**Data**.
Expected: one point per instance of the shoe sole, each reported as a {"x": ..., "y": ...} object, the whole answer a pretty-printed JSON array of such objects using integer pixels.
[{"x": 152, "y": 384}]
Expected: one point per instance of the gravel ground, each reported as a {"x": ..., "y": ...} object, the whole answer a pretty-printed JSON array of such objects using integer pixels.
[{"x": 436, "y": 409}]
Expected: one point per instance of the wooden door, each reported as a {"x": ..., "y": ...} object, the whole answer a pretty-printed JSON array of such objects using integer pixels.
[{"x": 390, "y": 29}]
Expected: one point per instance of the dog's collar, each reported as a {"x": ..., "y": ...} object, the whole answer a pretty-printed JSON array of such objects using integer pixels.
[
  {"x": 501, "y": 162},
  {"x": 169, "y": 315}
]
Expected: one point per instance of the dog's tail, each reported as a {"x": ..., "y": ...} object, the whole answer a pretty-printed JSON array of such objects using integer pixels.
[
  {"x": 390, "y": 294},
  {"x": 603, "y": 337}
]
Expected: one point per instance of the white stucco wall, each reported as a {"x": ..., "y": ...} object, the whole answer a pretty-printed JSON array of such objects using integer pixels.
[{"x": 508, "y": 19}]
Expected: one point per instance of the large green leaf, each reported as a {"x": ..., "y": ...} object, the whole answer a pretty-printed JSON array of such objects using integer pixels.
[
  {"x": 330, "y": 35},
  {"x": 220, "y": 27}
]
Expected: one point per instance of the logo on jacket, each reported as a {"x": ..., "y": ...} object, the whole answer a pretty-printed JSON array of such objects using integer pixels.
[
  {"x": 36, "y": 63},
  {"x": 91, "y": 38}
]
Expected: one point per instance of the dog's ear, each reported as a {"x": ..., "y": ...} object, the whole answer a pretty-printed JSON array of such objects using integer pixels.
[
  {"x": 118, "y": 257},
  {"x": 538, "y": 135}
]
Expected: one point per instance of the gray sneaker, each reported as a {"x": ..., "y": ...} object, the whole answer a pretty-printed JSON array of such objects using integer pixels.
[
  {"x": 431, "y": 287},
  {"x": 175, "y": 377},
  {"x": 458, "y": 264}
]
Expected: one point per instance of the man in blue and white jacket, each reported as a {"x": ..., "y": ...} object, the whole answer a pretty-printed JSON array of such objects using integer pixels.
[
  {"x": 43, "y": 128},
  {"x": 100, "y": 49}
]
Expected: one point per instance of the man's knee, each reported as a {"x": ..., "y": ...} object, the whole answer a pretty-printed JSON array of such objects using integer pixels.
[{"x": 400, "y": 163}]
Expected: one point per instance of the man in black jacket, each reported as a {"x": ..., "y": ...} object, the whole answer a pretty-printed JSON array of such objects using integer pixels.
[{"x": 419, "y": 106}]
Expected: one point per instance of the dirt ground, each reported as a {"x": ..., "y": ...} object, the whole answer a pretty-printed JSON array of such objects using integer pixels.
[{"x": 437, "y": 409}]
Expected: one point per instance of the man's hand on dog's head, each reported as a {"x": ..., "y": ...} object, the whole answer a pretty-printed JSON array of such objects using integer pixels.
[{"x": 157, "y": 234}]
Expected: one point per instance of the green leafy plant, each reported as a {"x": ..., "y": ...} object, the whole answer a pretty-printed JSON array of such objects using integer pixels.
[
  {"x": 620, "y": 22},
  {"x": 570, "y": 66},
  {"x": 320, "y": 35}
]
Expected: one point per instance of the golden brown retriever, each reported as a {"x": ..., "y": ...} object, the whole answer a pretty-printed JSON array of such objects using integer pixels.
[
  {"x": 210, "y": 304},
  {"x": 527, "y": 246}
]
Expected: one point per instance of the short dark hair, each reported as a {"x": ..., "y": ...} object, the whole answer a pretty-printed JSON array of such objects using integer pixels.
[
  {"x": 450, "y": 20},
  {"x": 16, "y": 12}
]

...

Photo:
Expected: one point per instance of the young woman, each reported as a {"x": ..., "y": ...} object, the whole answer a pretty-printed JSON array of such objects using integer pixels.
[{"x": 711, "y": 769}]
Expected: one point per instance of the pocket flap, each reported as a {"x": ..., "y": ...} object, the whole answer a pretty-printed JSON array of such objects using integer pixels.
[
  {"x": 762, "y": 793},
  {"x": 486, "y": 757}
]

**Do this**.
State how many lines of the material above contain the word "leafy", giving only the number.

**In response**.
1